■ **Text section**
* * * * *
Like Mr. Kahn, I, too, have been a proponent of keeping this nucleus together and not parting with KOBE or BYNUM.

But unlike Kahn, I don't have reason to believe Kobe will revert back to his old ways. In fact I'm glad Kobe was what he was. Simply because when it's all said and done, his legend will tell an even greater story. 

Don't get me wrong, I have doubted Kobe's leadership abilities in the past because I always believed he wasn't being vocal enough with his teammates in the same way Magic, Larry, Isiah and Michael were with theirs. But beginning last year, I started to see a change in the man. An evolution wherein I knew it would lead to greater heights for the Lakers and their young team.

And we're beginning to see them blossom right before our eyes, much to the chagrin of the Phoenix Suns, Dallas Mavericks, and the rest of the Western Conference including Tim Duncan and the aging San Antonio Spurs.

Despite the overall progress of the Lakers the last couple of seasons (most notably this year), "experts" like Kahn nonetheless repeat what has constantly been repeated in the past without giving it much thought. He questions the Lakers resolve, mental toughness, and will to win.

He says about THE BIG DREWSKI, "the concern is how [the knee injury] will affect the growth and confidence he has developed this season as he has begun to dominate the interior at both ends of the floor", obviously questioning whether or not Bynum has the mental strength  and work ethic to overcome adversity and indirectly implies that Bynum may wilt under pressure when it's time to return to the floor because he may be tentative with his left knee.
* * * * *
■ **Record extracts**
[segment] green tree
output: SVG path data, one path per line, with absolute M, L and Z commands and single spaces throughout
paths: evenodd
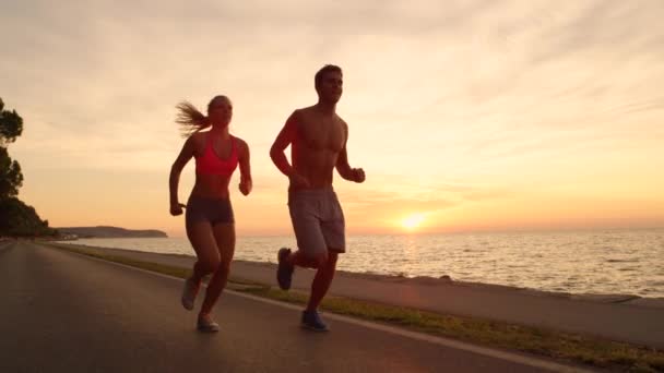
M 23 133 L 23 118 L 16 110 L 4 110 L 4 103 L 0 97 L 0 146 L 7 147 Z
M 0 146 L 0 200 L 13 197 L 19 194 L 23 185 L 21 165 L 7 153 L 7 147 Z
M 23 133 L 23 118 L 16 110 L 4 110 L 4 101 L 0 98 L 0 200 L 19 194 L 23 185 L 21 165 L 12 160 L 7 146 L 16 141 Z
M 0 98 L 0 236 L 56 236 L 34 207 L 16 197 L 23 185 L 21 165 L 9 156 L 7 147 L 23 133 L 23 118 L 15 110 L 4 110 Z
* * * * *
■ **Objective**
Pick up the Lakers opinion piece after its last sentence and keep going in the same voice.

■ **Response for this exercise**
What I've got to say is this: Andrew Bynum is no chump. First of all, he's no Shaq because he's hungry enough to want to be in shape and physically capable enough to want to dominate. Secondly, take a look at his statistics and one will see that he has vastly improved every year he's been in the league and that speaks volumes. Thirdly, he is being taught, mentored, tutored, coached, guided, and led by the greatest big man ever to play the game in Kareem Abdul-Jabbar. 'Nuff said.

I have every bit of confidence in the world that Andrew will come back stronger than ever and the Lakers will be even better. But I don't blame people for doubting them because when you're a great franchise, it all comes with the territory just like the New York Yankees and now the New England Patriots. And also because in years' past the Lakers have given critics and skeptics every reason to doubt. Go ahead and favor the Phoenixs and Dallases of the world, teams who don't win titles. It's all good, because after all The Young Guns will need a little competition.

The bottom line is this: No other franchise in the history of the NBA gets to the FINALS as consistently as the Lakers do EVERY DECADE.

The reason? Because Jerry Buss and the Lakers front office know exactly what it takes to reach and triumph at that level.

Besides San Antonio and maybe Detroit, the rest of the NBA are just a bunch of pretenders who make the sport a fun game to watch.

Now getting back to KOBE...


The fact of the matter is... KOBE has begun to mature and that alone is lifting himself to the next level. Obviously, it has already rubbed off on the rest of the team (Bynum for one) and we are seeing the evolution of THE YOUNG GUNS, much like we saw in Chicago during the late eighties with Jordan, Scottie Pippen, Horace Grant, Bill Cartwright and co. after they got sick of losing to the Bostons and Detroits of the world.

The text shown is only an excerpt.